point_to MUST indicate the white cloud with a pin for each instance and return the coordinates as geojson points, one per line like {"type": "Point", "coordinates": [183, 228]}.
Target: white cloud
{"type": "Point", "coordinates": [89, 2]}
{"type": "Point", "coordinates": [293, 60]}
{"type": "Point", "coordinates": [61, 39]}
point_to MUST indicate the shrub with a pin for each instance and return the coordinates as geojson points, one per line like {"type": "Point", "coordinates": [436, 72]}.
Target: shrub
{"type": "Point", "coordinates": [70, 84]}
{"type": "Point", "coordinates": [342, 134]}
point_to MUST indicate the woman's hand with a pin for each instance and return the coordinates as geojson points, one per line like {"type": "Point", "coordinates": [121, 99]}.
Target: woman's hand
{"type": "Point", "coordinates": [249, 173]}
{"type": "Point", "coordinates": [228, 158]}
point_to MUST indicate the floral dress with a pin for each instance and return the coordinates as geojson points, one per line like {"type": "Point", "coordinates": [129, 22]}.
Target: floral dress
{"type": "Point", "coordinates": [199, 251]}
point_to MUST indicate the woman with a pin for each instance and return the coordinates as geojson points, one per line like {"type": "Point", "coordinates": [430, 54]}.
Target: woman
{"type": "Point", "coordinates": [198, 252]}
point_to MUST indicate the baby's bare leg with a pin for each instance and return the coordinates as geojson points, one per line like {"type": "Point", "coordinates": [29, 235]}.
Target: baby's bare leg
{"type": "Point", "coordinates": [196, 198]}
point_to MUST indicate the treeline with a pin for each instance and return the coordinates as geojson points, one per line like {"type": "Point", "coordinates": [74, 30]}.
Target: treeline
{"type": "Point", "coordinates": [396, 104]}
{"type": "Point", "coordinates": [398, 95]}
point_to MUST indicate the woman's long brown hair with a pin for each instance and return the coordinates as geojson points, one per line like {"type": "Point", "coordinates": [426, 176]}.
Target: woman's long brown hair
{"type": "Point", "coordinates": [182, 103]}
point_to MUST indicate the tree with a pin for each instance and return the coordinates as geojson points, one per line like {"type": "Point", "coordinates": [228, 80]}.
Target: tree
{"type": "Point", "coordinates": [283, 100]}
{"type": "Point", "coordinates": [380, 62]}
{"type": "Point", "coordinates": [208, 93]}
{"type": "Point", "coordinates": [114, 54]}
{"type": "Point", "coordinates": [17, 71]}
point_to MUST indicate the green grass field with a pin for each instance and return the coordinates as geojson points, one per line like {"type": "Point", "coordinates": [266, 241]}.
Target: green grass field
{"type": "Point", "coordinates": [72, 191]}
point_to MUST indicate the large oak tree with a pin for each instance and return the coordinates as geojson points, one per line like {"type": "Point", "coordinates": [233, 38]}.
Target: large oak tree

• [Exercise instructions] The answer must be a verbatim transcription of the entries above, from the first line through the line that contains "point_to MUST indicate the tree with", and nothing more.

• [Solution for this task]
point_to MUST indicate the white cloud with a pin for each instance and return the coordinates as geojson points, one per line like {"type": "Point", "coordinates": [183, 228]}.
Target: white cloud
{"type": "Point", "coordinates": [89, 2]}
{"type": "Point", "coordinates": [293, 60]}
{"type": "Point", "coordinates": [61, 39]}
point_to MUST indicate the shrub with a pin for each instance and return the coordinates as geojson points, one per line like {"type": "Point", "coordinates": [436, 72]}.
Target: shrub
{"type": "Point", "coordinates": [70, 84]}
{"type": "Point", "coordinates": [342, 134]}
point_to MUST indicate the woman's hand with a pin for each instance and return the coordinates as geojson points, one per line like {"type": "Point", "coordinates": [121, 99]}.
Target: woman's hand
{"type": "Point", "coordinates": [249, 173]}
{"type": "Point", "coordinates": [228, 158]}
point_to MUST indicate the floral dress with a pin for each instance and return the coordinates as geojson points, one per line like {"type": "Point", "coordinates": [129, 22]}.
Target: floral dress
{"type": "Point", "coordinates": [199, 251]}
point_to MUST indicate the woman with a pin for each instance and return the coordinates as geojson points, one per line like {"type": "Point", "coordinates": [430, 54]}.
Target: woman
{"type": "Point", "coordinates": [198, 252]}
point_to MUST indicate the baby's bare leg with a pin for each instance and return the coordinates as geojson points, one per line like {"type": "Point", "coordinates": [29, 235]}.
Target: baby's bare leg
{"type": "Point", "coordinates": [196, 198]}
point_to MUST indicate the treeline with a pin for each instance and return the coordinates as geojson points, one per line like {"type": "Point", "coordinates": [74, 30]}.
Target: treeline
{"type": "Point", "coordinates": [396, 104]}
{"type": "Point", "coordinates": [398, 95]}
point_to MUST indicate the woman's long brown hair with a pin for each instance and return the coordinates as geojson points, one per line like {"type": "Point", "coordinates": [426, 176]}.
Target: woman's long brown hair
{"type": "Point", "coordinates": [182, 103]}
point_to MUST indicate the tree with a pin for each instance and return the coordinates as geojson points, one per line like {"type": "Point", "coordinates": [228, 80]}.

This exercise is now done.